> [CHALLENGE] Gather every line below that contains the string "woman" and copy each one in full.

> [DATA TO USE]
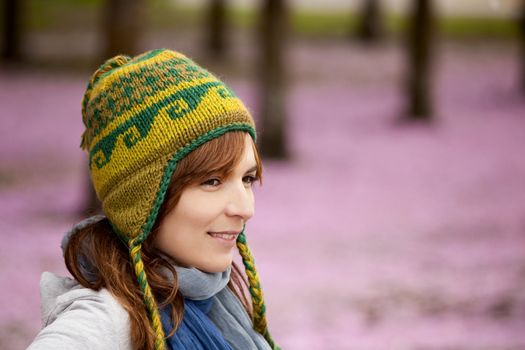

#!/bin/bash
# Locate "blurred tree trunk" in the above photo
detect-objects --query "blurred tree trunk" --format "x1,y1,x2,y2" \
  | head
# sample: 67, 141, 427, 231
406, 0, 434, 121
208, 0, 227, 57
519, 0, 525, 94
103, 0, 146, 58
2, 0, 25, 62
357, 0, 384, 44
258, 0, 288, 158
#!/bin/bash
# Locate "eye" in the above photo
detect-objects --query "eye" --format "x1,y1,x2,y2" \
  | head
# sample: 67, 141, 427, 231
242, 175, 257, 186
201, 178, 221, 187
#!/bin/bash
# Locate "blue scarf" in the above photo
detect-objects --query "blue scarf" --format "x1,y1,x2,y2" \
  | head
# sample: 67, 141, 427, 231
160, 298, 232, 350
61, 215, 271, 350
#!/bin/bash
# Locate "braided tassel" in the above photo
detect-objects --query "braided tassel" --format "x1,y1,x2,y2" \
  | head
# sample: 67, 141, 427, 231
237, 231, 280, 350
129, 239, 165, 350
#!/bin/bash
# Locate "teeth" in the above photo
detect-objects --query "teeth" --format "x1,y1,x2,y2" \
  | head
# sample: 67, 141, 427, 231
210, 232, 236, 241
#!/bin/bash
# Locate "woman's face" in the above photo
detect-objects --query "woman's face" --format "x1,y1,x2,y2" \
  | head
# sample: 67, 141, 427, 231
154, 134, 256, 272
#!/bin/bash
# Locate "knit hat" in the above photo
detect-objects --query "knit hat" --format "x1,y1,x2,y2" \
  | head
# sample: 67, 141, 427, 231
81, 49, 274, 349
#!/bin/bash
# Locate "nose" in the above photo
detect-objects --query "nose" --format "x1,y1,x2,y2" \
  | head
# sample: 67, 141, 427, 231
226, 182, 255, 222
---
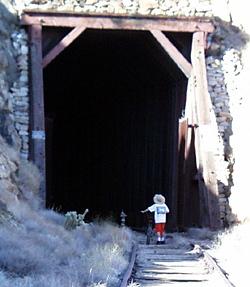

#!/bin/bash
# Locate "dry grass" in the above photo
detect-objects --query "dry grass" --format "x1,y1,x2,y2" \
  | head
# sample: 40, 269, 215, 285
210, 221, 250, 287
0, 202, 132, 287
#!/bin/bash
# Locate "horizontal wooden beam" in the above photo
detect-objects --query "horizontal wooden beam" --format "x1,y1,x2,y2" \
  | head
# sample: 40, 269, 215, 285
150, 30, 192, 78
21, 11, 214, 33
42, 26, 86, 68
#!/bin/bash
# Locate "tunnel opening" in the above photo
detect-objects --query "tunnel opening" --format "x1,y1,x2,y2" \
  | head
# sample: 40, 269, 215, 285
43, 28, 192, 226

> [FULL RESPONSE]
# Locate "woman's face" in the above photo
detect-objects --query "woman's face" --format "x1,y1,x2,y2" \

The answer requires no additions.